- [GIVEN PASSAGE]
That sounds like the name of a *****. LOLOLOL!!!!! Sorry....couldn't help myself!


----------



## JustinK (Jan 17, 2009)

mmorrow said:


> Paul you already have the best app to make you faster.
> Go Mugen!!!
> 
> BTW the droid is sweet


mark you should try the apps on the iPhone it's like driving an xray


----------



## mmorrow (Jan 18, 2009)

B and R tires are Jakes favorite kind.

Justin yea it is like 200 more than the Mugen or the Droid
plus parts


----------



## matrixmike (Oct 7, 2009)

Droid and Mugen FTW.

Both cheaper, and they just work better.


----------



## insaneracin2003 (Feb 22, 2006)

oh yeah, some XXX rubbers....


----------



## mmorrow (Jan 18, 2009)

lol at Paul


----------



## mofreaka (Feb 4, 2009)

Is the track open for practice today??? If so how late ?.. Thankz


----------



## nelson6500 (Jun 8, 2007)

mofreaka said:


> Is the track open for practice today??? If so how late ?.. Thankz


We were there yesterday and the far end before the straightaway and the outer half of the straightaway was MUD SOUP from the rain, but the infield was dry. I think they will let you run until 6 or 6:30

Matt


----------



## Big Phil (Apr 27, 2007)

mofreaka said:


> Is the track open for practice today??? If so how late ?.. Thankz


 5pm


----------



## Jeremy Cupps (Oct 31, 2009)

I will be at the track at about 1 on friday new years day if you want to come out and get some practice!


----------



## Dan Henn (May 21, 2009)

i was at mikes running yesterday, the track is in great shape and the traction is awesome

BFD


----------



## Guffinator (Aug 27, 2005)

Race day boys...race day.


----------



## Jeremy Cupps (Oct 31, 2009)

We enjoyed hosting this race guys! Thank you for coming out! I saw some really good racing and we all had a blast having you their! We wish everyone a happy new year, and congrats to all the winners!


----------



## aggie4231 (Feb 10, 2009)

- [REQUIREMENTS] Rewrite the forum thread from the words "That sounds like" through "make you faster.", changing "app" to "tool".

- [EXCERPTED RECORDS]
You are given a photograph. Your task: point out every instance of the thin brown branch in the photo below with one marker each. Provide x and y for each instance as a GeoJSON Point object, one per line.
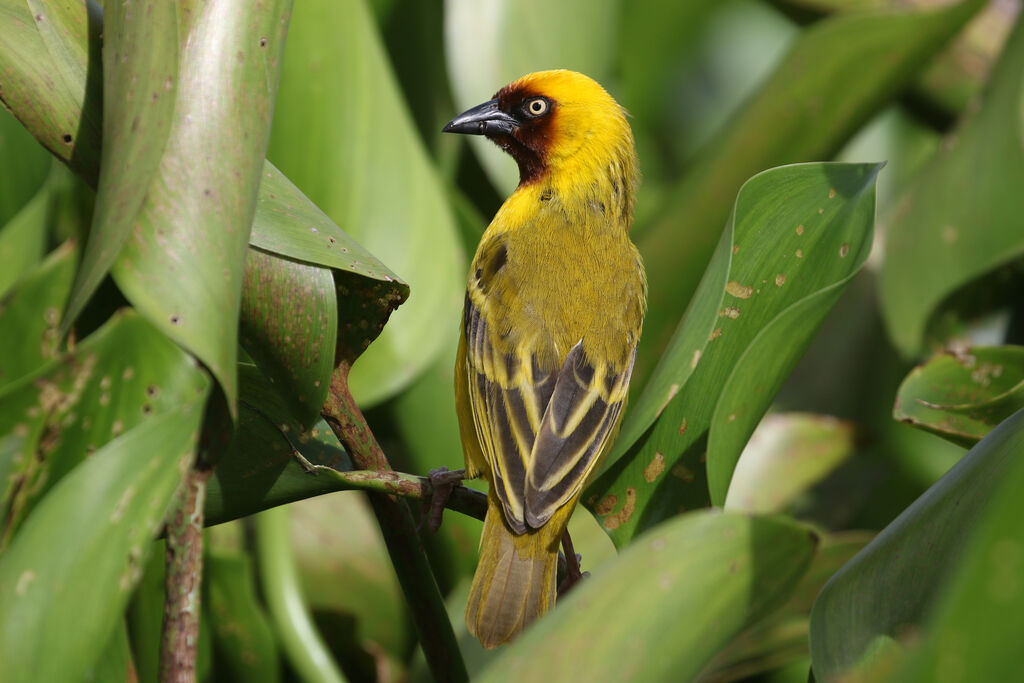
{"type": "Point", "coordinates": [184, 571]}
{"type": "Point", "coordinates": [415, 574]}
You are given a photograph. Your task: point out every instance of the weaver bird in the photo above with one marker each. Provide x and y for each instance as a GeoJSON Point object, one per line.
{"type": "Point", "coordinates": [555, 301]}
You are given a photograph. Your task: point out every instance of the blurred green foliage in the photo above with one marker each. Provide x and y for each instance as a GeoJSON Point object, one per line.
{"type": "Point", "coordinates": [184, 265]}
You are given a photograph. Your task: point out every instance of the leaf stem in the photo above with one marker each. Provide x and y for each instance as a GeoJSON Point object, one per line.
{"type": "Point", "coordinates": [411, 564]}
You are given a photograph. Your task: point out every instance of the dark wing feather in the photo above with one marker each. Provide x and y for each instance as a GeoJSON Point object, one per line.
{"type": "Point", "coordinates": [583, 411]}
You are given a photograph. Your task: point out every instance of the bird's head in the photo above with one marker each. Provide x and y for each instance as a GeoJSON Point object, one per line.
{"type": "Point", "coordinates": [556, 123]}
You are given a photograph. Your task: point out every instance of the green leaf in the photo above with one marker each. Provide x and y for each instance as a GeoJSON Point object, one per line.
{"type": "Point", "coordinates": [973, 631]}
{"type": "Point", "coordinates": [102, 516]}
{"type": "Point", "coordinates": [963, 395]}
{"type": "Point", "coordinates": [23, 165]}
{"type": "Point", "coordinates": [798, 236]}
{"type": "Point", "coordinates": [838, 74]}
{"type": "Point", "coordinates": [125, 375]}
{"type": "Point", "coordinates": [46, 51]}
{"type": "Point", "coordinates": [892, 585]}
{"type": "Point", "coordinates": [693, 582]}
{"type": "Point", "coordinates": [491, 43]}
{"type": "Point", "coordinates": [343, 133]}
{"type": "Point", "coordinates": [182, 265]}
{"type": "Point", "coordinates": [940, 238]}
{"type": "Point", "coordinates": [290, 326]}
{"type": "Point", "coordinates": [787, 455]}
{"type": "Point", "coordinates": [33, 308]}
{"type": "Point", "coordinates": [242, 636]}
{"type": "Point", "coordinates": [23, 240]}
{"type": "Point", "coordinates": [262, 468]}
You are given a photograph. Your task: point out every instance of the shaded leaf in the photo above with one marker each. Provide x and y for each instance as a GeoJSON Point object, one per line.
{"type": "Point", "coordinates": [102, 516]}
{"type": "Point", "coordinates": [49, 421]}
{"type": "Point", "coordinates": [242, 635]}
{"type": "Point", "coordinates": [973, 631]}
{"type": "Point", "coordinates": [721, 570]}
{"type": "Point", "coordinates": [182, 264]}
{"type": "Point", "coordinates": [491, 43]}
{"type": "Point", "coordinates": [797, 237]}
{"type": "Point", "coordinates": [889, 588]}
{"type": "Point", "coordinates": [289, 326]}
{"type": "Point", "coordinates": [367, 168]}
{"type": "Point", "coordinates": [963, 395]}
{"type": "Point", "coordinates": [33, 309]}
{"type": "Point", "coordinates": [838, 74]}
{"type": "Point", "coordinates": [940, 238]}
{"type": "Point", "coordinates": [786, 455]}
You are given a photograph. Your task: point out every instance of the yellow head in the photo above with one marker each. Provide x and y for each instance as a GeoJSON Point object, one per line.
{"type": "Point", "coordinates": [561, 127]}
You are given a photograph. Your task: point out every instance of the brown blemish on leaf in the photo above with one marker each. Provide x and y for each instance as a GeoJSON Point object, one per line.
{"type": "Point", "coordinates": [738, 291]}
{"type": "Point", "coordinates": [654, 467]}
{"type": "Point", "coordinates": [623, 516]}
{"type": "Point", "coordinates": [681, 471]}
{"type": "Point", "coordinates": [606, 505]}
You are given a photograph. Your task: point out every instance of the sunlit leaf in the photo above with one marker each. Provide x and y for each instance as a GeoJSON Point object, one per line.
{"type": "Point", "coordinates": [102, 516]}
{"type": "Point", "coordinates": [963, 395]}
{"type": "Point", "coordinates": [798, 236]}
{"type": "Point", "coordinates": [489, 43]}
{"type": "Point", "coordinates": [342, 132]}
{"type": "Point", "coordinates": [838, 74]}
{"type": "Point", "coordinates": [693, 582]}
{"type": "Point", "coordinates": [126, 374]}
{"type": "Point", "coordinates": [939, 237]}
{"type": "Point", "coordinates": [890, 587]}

- [FINISHED TASK]
That sounds like the name of a *****. LOLOLOL!!!!! Sorry....couldn't help myself!


----------



## JustinK (Jan 17, 2009)

mmorrow said:


> Paul you already have the best tool to make you faster.